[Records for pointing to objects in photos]
>> begin

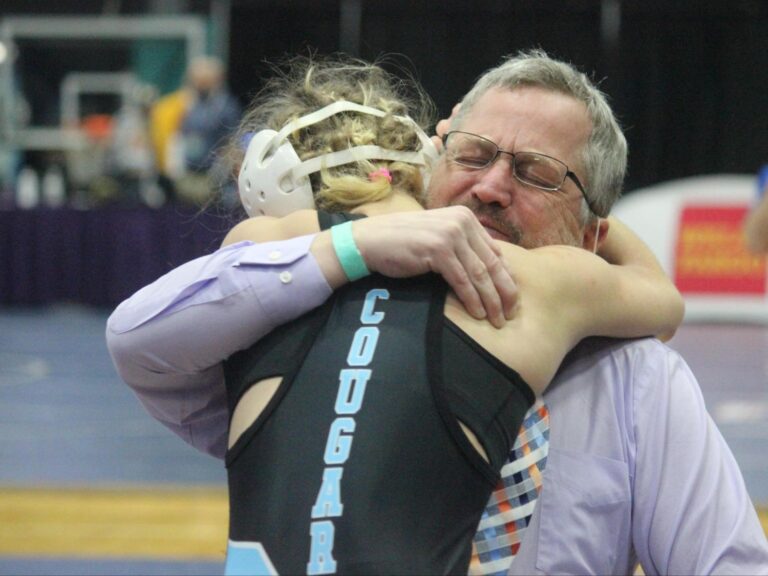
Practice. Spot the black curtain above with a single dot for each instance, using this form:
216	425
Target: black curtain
686	77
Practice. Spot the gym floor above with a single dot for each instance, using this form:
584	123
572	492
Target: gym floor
90	484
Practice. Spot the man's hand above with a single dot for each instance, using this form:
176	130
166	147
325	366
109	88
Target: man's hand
448	241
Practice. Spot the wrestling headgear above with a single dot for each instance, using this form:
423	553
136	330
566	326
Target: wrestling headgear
273	180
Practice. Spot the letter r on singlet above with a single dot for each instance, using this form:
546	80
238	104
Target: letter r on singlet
368	316
321	551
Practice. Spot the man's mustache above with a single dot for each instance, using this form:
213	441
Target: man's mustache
494	214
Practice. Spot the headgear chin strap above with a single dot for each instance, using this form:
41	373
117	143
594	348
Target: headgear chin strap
273	181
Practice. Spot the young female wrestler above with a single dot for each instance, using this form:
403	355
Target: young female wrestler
366	436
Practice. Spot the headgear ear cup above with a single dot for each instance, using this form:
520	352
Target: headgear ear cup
265	182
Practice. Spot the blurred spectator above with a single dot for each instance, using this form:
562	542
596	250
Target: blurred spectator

>> end

# Brief:
Express every line of the records above as a JSON list of strings, with one string per line, and omit blank lines and the picture placeholders.

# Expected answer:
[
  "Practice. Spot the black curtain above with a single dot for each instance, using this form:",
  "216\t425",
  "Target: black curtain",
  "686\t77",
  "Practice. Spot the gym floor above with a single dot for each instance, using this form:",
  "584\t123",
  "572\t492",
  "Target: gym floor",
  "90\t484",
  "Practice. Spot the man's hand above with a single dot for each instance, using this form:",
  "176\t130",
  "166\t147",
  "325\t366",
  "109\t88",
  "Target: man's hand",
  "448\t241",
  "Practice. Spot the wrestling headgear above with a single dot for each instance, using this form:",
  "423\t553",
  "136\t330",
  "566\t326",
  "Target: wrestling headgear",
  "273\t180",
  "Practice. Spot the letter r on singlet above with a single dot for each instance, using this form:",
  "546\t80",
  "238\t104",
  "Target: letter r on singlet",
  "368\t316",
  "321\t551",
  "Practice. Spot the man's mustache above with a single dot for each instance, using this form:",
  "213\t441",
  "Target: man's mustache",
  "494\t214",
  "Practice. Spot the headgear chin strap above with a single dot for each instance, using this form:",
  "41\t373",
  "117\t143",
  "594\t348",
  "Target: headgear chin strap",
  "273\t181",
  "Practice. Spot the young female wrestler above with a single dot for each instance, using this form:",
  "403\t355",
  "Target: young female wrestler",
  "366\t436",
  "Practice. Spot the headgear ear cup above with a single dot for each instance, using this form:",
  "520\t352",
  "Target: headgear ear cup",
  "265\t182",
  "Practice. Spot the blurred spectator above with a single dot for each instance, using this form:",
  "562\t542",
  "596\t250",
  "Target: blurred spectator"
]